Мне кажется, что повторенное, например, здесь, на филологическом факультете Вышки, разделение между лингвистикой и литературно-культурными штудиями несколько искусственно. Желательно, чтобы между ними было больше взаимодействия и больше обмена. И мне кажется, это было бы особенно полезно для лингвистики. Лингвистам не хватает культурного контекста и культурной субстанции языка, которая окружает структурные элементы. Так же, как в 1960-е годы все старались учиться у лингвистов, теперь я бы призывал учиться у историков культуры и литературы.
А западное литературоведение тяготеет к социологии. На мой вкус, вкус человека старшего поколения, здесь слишком сильно присутствует элемент прямой социальной критики и постановки актуальных социальных проблем на материале литературы, практически а-ля 1920-е годы в Советском Союзе. Проблемы расовые, проблемы пола, классовые, психологические. Этим слишком увлекаются, этим часто перекрывается интерес к литературе как к литературе.
О лингвистических школах
Вы меня спрашиваете о концепции моей книги «Язык, память, образ», между тем с тех пор я выпустил книгу на английском Speech, Memory and Meaning, которая является продолжением той. Не переводом, а именно продолжением, более технически разработанным. Общий подход у меня состоит в том, что структура языка, его грамматика — есть результат нашего вторичного осмысления языка как факта, который нам уже известен. То есть нам надо сначала знать язык, а только потом мы можем построить его грамматику, то есть выстроить факты языка в более или менее упорядоченную систему. Но из этой упорядоченной системы обратно к языку перейти нельзя, то есть от системы мы не переходим к живому употреблению языка. Начинающие студенты используют грамматику как подпорку, чтобы сделать какие-то первые искусственные шаги, но потом и они оставляют ее. То есть человек, мало-мальски владеющий языком, уже структурно не мыслит или мыслит так только по каким-то специально избранным поводам. Центр тяжести смещается на языковую память, наша память хранит гигантский репертуар готовых выражений, просто кусков языковой ткани совершенно неопределенного формата, как законченных, так и фрагментарных. Это раз услышанные или употребленные фразы, но когда вы имеете семью такого рода фрагментов, то у вас по ассоциациям в уме начинают порождаться новые фрагментарные единицы, которые кажутся вам как бы уже знакомыми. Это такой самопорождающийся процесс, когда даже невозможно отделить то, что вы положительно имели в своем опыте, от того, что потом ассоциативно наросло.

#### ЗАДАЧИ ДЛЯ РЕШЕНИЯ:
- a) Обновите записи в части, которая начинается со строки, содержащей «If the cluster», и заканчивается строкой, содержащей «[146,299,158,311]», заменив «bounding box» на «enclosing rectangle» и больше ничего не меняя. Изображения в ответ не включайте.
- b) Продолжите отрывок о языке и языковой памяти, начав сразу после его последнего предложения.
Отрывок и записи взяты из разных источников.

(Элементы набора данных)
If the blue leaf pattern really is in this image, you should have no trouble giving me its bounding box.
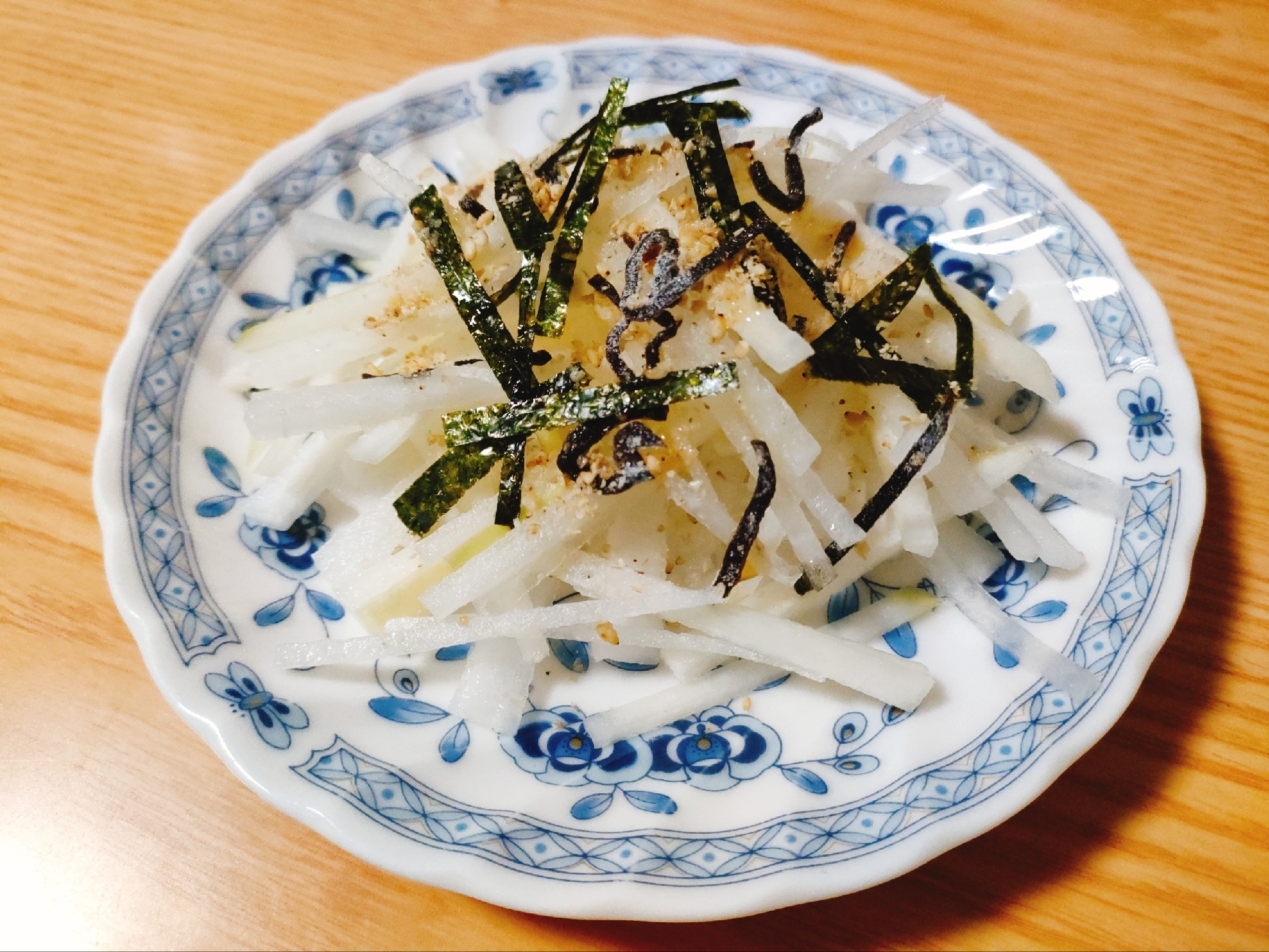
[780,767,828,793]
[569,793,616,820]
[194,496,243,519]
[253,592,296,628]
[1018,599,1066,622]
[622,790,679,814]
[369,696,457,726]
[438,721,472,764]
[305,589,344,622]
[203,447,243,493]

--

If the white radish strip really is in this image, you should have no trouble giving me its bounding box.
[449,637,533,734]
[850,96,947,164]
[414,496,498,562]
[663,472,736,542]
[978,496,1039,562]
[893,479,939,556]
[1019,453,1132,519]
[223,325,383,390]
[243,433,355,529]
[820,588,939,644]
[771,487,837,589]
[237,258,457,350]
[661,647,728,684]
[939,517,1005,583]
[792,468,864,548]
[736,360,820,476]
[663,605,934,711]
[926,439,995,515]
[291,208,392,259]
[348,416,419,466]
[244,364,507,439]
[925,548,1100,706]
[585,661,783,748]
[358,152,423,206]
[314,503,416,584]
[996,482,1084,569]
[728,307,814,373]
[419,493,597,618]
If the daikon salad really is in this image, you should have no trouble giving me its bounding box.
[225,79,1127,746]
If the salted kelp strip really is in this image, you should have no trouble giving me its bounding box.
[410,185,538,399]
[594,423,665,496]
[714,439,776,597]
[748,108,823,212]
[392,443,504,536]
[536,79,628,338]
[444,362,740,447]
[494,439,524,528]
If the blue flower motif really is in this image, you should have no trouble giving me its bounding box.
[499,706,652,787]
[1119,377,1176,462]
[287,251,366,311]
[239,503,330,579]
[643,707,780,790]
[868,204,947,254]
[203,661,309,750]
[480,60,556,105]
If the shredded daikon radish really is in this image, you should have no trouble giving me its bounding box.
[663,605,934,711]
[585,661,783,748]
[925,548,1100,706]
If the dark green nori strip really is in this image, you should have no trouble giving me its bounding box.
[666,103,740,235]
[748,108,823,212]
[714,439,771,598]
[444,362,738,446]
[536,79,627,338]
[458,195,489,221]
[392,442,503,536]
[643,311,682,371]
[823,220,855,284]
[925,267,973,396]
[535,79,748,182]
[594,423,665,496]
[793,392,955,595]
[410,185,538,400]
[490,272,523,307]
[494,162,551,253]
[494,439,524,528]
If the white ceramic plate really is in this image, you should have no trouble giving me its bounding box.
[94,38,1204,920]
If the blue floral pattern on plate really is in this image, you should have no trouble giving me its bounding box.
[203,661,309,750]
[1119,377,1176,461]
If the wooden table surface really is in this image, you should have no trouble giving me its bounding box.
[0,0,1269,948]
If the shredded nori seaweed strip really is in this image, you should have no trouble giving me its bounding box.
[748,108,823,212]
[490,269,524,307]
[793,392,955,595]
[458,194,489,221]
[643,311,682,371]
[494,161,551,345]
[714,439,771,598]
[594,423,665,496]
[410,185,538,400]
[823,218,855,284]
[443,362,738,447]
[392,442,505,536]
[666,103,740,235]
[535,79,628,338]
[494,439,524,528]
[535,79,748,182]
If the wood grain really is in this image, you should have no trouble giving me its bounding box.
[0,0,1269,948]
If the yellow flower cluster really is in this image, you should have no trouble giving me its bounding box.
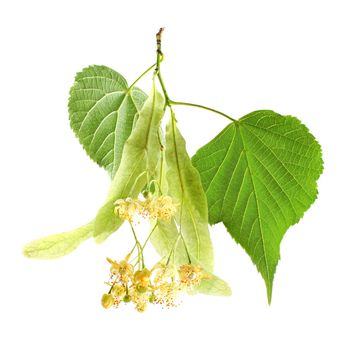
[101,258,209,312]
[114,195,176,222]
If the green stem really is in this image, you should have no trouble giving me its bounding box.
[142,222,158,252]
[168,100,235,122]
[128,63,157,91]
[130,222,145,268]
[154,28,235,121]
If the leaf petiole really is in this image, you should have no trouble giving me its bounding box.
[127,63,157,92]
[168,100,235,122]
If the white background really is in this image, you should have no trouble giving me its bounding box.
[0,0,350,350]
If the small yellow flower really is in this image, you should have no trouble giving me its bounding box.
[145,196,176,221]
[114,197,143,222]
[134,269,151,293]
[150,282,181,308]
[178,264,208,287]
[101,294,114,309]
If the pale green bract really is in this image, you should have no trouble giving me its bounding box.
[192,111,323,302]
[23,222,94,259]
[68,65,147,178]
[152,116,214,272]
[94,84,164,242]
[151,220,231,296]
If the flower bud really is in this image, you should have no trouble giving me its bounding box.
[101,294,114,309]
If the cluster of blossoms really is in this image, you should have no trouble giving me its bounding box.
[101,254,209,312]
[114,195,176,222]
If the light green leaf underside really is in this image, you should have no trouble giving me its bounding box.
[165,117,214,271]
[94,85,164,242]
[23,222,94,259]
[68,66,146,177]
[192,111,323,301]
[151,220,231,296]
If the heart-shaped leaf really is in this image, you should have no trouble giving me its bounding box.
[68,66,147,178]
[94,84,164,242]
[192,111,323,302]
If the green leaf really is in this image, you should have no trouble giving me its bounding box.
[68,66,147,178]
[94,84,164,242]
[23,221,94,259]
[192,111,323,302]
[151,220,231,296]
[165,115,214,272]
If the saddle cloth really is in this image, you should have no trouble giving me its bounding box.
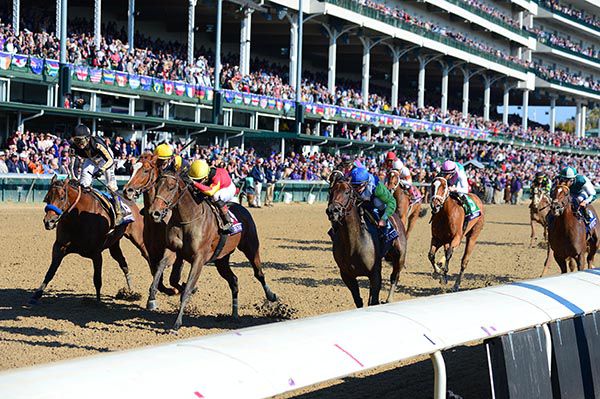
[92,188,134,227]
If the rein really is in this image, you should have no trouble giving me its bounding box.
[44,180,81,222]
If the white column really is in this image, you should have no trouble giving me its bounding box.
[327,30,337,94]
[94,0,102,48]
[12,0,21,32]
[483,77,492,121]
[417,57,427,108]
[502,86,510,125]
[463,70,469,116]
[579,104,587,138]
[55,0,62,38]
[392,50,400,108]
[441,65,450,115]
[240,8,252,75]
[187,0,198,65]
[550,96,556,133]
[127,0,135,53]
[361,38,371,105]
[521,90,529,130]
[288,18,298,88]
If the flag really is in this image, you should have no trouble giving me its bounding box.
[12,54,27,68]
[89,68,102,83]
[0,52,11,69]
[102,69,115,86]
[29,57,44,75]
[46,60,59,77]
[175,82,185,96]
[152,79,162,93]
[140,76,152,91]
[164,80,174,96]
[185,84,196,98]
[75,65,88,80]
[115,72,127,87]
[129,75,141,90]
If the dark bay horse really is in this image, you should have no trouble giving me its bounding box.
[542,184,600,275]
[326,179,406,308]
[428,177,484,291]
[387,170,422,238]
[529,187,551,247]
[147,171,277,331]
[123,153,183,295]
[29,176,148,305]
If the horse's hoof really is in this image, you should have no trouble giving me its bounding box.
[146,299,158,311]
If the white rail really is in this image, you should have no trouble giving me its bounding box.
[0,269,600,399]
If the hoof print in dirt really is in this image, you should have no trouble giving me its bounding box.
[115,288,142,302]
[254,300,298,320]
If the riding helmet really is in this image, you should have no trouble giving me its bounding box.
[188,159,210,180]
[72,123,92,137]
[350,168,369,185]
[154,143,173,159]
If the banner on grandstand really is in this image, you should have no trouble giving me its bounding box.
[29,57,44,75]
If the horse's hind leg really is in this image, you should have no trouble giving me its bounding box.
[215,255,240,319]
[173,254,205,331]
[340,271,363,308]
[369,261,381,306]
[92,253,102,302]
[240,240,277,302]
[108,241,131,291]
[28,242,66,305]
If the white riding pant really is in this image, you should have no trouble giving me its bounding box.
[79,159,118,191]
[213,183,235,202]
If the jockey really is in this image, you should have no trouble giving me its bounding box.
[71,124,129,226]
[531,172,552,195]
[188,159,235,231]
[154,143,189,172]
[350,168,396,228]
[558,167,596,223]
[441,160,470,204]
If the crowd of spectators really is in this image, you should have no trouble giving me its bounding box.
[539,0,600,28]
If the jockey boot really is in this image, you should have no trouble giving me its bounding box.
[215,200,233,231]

#### РЕЗУЛЬТАТЫ ВЫПОЛНЕНИЯ:
- a)
If the cluster of blossoms really is in this image, you should have no trouble giving me its enclosing rectangle.
[101,254,209,312]
[114,195,176,222]
If the light green leaf underside really is in this image, you should have no trouble giving me its enclosing rectangle.
[165,117,214,271]
[94,85,164,242]
[23,222,94,259]
[68,66,146,177]
[192,111,323,301]
[151,220,231,296]
If the heart-shaped leaf really is in this image, you should have no trouble giving me its enclosing rectangle.
[68,66,147,178]
[94,84,164,242]
[192,111,323,302]
If the green leaf really is in this image, you should have no trouble giving me its enclosing rectangle.
[68,66,147,178]
[94,84,164,242]
[23,221,94,259]
[192,111,323,302]
[151,220,231,296]
[165,115,214,272]
If the saddle cloth really is in this image, you should have no trouble giving me its enclosing rectangle.
[92,188,134,227]
If the rein really is in this image, you should have no trouble giving me its enclosing rectangle.
[44,180,81,222]
If the white column really is in this image, you should have no trouble giving me its enclosing rectangle.
[327,30,337,94]
[94,0,102,48]
[12,0,21,32]
[483,77,492,121]
[417,57,427,108]
[502,86,510,125]
[463,70,469,116]
[579,104,587,138]
[55,0,62,38]
[392,50,400,108]
[441,65,450,115]
[240,8,252,75]
[187,0,198,65]
[550,96,556,133]
[127,0,135,53]
[361,38,371,105]
[521,90,529,130]
[288,18,298,88]
If the flag really is in this image, you should have no trouble giving me its enclosing rectangle.
[12,54,27,68]
[89,68,102,83]
[0,52,11,69]
[102,69,115,86]
[29,57,44,75]
[46,60,59,77]
[175,82,185,96]
[152,79,162,93]
[140,76,152,91]
[164,80,174,96]
[185,84,196,98]
[75,65,88,80]
[115,72,127,87]
[129,75,141,90]
If the dark bay horse really is in this image, you should have no trouble giving me its enclosing rectangle.
[542,184,600,275]
[326,179,406,308]
[428,177,484,291]
[387,170,422,238]
[529,187,551,247]
[147,171,277,331]
[123,153,183,295]
[29,176,148,305]
If the horse's hoof really is in this image, you should have no trouble giving me its enclosing rectangle.
[146,299,158,311]

- b)
И то, что мы делаем в нашем говорении, — это соединение этих лоскутков языковой ткани, манипулирование ими и попытки построить из них некую композицию, успех которой никогда не предопределен, это постоянная борьба. То есть не то, что мы говорим правильно или неправильно, а мы говорим лучше или хуже. Вот таков общий подход, и я ввожу понятие коммуникативного фрагмента — вот этой единицы языковой ткани, из которой строится языковая память.
У меня много пересечений с когнитивной лингвистикой, в частности с грамматикой конструкций, Филлмор — мой большой герой. Я имел счастье быть его коллегой — я преподавал в Беркли, когда он еще там активно преподавал. Правда, я бы сказал, что мой подход более радикален. Филлмор и другие авторы грамматики конструкций все же хотят сохранить грамматику, но полувоплощенную в лексические единицы, а я считаю, что даже морфологическая парадигма — это искусственный конструкт. Я не хочу сказать, что он бесполезный или бессмысленный, но это вторичный конструкт. То есть мы сначала должны знать, как употребляются эти словоформы в разных выражениях, и потом из них мы можем сложить парадигму. Но она немножко фиктивная в том смысле, что разные, скажем, формы падежей имеют разные совершенно области употребления, то есть они не соотносятся между собой в нашей языковой памяти так, как когда мы видим их на матрице. Они растекаются в разные сферы языковой памяти: в разные стилевые, разные жанровые сферы.
Когда я приехал в 1981 году в Америку, заниматься теоретической лингвистикой там было практически невозможно. Просто невозможно. Генеративная грамматика заняла всё, очень агрессивно, не пускала никого никуда, то есть человек не мог ни опубликовать статью, ни защитить диссертацию, ни тем более получить ставку. Было несколько мест, где независимо думающие лингвисты окопались, как в траншеях, сидели и подвергались свирепой атаке со стороны генеративной грамматики. Это, конечно, Калифорния, Беркли в первую очередь, Сан-Диего. Достаточно почитать, что писалось в то время про Филлмора, — так что никакой возможности заниматься этой лингвистикой не было. К счастью, я и многие другие лингвисты в то время находили убежище в языковых программах. И, в частности, у нас на славистике в Беркли была очень сильная программа по славянской лингвистике, там была Джоанна Николз и Алан Тимберлейк, у нас была замечательная докторская программа, мы выпускали очень сильных аспирантов, они получали работу, но они тоже в каком-то смысле такие же люди, как я, то есть люди, больше интересующиеся теоретической лингвистикой, чем собственно славянской. Но нас объединяло, что мы нашли убежище на этой славянской кафедре. Потом уже, в конце 80-х, в 90-х появились первые действительно крупные работы по когнитивной лингвистике, которые уже игнорировать было невозможно. Но даже сейчас она больше процветает в Германии, в Голландии, чем в Америке. В Америке это по-прежнему отдельные очаги. Вот такая ситуация.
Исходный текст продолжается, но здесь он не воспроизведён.